◆ **WORK TO COMPLETE**
Rewrite every line of the listing from the line containing "the sky, like" through the end of the listing, requests included, raising each answer coordinate by 17. Leave the sample coordinates in the requests unchanged.
─── DATA RECORDS
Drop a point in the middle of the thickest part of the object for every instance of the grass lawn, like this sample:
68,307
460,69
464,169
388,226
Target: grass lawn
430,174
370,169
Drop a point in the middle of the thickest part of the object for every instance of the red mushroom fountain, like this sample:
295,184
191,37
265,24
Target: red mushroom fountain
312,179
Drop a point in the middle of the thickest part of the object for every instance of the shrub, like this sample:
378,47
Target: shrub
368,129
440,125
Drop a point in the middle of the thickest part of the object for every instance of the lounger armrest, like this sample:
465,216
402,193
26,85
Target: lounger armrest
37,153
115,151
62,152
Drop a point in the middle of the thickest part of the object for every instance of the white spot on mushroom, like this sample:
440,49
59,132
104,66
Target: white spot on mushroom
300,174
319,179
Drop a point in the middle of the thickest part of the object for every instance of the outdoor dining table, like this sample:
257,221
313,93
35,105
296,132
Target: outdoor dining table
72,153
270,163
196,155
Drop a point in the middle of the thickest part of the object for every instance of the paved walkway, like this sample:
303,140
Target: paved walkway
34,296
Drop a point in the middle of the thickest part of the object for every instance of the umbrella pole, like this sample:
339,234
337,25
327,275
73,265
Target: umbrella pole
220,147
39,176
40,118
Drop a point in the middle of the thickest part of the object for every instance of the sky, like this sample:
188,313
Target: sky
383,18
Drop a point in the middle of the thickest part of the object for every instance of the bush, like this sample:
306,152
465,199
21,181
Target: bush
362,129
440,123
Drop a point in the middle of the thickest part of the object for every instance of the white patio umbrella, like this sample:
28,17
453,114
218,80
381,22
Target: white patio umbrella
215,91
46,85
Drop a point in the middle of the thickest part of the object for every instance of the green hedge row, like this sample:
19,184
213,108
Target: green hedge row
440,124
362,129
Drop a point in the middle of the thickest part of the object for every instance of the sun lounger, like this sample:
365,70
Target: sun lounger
──────
◆ **EXERCISE SOLUTION**
Drop a point in the middle of the thickest part of the object for every instance of the sky, like this sample:
188,313
Target: sky
400,35
Drop a point in the middle of the thickest part of the object for every instance of the bush, like this sample:
306,152
465,199
21,181
Target: bush
379,146
457,140
Drop a point in the middle of the thickest part of the object for every instance of the white patio umbrella, like this sample:
28,17
453,114
218,80
381,22
Target: white patio umbrella
232,108
63,102
Drop a point in the middle of the thickest part of the object for every instance of the green hedge row, like this sample:
19,184
213,108
Target: green hedge row
457,141
379,146
Drop a point in the middle of the thickest part of the object for every instance of the sun lounger, like this sample:
365,70
Target: sun lounger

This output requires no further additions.